§ What to produce:
Reproduce verbatim the part of the listing below that opens with the line containing "Objective — for every instance of the teal" and closes with the line containing "[[222, 108], [254, 133]]", both of those lines included.

§ Extracted entries:
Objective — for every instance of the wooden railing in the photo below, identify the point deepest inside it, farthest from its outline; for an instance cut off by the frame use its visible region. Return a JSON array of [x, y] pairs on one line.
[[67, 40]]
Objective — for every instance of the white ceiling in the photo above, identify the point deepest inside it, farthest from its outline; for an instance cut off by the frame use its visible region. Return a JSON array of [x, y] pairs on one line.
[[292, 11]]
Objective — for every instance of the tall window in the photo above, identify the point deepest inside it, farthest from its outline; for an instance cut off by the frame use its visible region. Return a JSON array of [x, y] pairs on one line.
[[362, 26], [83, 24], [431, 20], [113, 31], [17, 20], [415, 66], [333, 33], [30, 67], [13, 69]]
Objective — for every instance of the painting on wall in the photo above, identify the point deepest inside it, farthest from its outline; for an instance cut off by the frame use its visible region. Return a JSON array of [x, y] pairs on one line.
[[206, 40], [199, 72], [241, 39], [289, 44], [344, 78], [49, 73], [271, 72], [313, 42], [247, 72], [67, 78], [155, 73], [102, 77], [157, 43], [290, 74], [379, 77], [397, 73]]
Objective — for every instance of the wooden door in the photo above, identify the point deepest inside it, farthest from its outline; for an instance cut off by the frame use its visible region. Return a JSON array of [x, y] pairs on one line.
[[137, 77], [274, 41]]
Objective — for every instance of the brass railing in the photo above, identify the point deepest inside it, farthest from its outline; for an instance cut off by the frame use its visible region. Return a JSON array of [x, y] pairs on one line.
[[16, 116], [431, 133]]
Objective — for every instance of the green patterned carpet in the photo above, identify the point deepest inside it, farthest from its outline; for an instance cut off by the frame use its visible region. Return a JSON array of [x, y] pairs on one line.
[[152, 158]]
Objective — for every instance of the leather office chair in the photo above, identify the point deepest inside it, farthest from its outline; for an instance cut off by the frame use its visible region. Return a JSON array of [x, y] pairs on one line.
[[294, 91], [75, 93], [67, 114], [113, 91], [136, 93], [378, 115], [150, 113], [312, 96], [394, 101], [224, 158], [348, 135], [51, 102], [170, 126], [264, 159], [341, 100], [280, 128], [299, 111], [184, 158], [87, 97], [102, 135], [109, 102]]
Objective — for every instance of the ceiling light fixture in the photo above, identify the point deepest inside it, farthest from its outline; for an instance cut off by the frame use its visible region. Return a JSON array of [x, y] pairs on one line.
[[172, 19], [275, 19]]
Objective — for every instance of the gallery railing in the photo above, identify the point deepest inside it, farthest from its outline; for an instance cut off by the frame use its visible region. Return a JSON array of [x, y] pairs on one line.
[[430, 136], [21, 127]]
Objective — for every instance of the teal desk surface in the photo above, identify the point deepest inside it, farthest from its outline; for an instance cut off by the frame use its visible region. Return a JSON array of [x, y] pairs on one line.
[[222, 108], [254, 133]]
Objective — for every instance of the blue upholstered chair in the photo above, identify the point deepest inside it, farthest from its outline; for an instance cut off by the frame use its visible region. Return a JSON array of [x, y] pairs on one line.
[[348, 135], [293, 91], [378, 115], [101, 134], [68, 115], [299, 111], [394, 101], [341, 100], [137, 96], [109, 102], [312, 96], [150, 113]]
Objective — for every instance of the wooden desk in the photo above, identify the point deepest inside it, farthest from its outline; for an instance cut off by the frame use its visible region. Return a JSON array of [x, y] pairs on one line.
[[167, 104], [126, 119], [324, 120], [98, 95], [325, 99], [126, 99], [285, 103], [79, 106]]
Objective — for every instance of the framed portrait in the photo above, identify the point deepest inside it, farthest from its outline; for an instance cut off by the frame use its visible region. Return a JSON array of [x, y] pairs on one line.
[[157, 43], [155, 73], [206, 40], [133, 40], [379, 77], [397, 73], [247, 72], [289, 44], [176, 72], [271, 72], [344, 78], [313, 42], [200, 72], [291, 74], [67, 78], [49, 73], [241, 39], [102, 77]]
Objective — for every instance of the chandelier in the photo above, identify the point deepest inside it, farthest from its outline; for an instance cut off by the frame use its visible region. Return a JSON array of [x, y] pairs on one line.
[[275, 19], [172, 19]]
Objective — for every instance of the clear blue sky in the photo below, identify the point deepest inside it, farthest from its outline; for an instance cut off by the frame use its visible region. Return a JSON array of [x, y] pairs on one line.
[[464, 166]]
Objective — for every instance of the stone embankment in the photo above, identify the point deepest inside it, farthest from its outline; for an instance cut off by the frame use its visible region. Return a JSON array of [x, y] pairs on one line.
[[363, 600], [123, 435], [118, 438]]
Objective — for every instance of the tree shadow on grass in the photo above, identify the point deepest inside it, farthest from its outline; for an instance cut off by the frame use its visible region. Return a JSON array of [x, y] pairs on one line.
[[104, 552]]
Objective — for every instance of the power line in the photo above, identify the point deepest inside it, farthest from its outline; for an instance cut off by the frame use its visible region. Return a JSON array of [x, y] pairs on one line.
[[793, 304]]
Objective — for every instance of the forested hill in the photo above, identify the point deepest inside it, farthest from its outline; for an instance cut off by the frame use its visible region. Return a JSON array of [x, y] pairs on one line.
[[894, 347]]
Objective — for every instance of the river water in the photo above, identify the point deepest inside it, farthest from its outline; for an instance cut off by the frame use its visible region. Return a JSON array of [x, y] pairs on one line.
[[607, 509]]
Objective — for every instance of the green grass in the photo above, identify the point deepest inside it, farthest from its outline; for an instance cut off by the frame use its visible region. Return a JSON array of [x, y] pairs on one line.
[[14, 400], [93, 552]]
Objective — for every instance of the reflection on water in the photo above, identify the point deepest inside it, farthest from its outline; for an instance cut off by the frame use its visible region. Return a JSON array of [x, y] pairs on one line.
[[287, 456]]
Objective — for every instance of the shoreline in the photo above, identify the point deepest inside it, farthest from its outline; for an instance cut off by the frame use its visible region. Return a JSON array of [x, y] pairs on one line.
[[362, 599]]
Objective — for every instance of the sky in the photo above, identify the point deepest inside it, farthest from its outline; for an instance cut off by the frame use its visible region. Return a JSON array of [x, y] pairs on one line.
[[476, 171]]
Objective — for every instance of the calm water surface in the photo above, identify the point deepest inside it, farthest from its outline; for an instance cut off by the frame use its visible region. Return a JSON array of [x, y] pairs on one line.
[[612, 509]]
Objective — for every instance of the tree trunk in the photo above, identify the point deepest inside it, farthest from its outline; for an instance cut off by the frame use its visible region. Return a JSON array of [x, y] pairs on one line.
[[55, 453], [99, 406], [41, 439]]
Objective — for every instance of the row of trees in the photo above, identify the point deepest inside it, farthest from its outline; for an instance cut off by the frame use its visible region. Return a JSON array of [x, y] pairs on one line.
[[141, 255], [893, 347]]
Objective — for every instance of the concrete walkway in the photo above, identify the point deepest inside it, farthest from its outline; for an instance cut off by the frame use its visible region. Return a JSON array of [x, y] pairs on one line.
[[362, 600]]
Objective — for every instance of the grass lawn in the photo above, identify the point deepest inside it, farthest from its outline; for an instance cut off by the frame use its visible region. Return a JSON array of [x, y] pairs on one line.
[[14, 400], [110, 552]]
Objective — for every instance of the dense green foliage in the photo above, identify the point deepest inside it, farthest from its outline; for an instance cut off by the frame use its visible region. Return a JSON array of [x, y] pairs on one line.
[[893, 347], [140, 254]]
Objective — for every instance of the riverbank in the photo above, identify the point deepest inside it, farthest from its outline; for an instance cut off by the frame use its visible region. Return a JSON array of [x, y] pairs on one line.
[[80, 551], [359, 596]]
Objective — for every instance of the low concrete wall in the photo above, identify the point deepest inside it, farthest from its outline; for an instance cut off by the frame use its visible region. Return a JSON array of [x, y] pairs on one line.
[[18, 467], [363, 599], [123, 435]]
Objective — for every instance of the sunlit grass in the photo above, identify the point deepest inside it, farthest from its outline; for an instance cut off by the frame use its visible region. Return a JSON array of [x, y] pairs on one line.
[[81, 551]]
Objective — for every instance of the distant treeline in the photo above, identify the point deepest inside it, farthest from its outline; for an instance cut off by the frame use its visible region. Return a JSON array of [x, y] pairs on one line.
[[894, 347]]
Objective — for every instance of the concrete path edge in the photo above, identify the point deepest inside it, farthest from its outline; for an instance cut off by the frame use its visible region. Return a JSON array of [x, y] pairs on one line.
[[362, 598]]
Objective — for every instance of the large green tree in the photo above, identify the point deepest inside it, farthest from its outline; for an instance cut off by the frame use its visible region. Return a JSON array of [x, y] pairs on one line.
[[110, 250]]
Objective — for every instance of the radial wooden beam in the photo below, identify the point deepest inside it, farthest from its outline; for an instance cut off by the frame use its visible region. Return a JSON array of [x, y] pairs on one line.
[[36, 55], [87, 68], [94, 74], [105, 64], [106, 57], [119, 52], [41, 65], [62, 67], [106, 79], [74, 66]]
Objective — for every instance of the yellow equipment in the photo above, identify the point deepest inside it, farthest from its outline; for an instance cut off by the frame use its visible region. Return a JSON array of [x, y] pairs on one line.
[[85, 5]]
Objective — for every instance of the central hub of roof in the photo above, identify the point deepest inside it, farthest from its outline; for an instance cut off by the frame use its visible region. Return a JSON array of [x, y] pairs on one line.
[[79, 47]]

§ Task result:
Objective — for every instance of the teal desk surface in the photo above, identify the point deepest inside it, farthest from its outline; for an instance cut off by the frame use its visible region. Return a JSON array of [x, y] pairs on one line.
[[222, 108], [254, 133]]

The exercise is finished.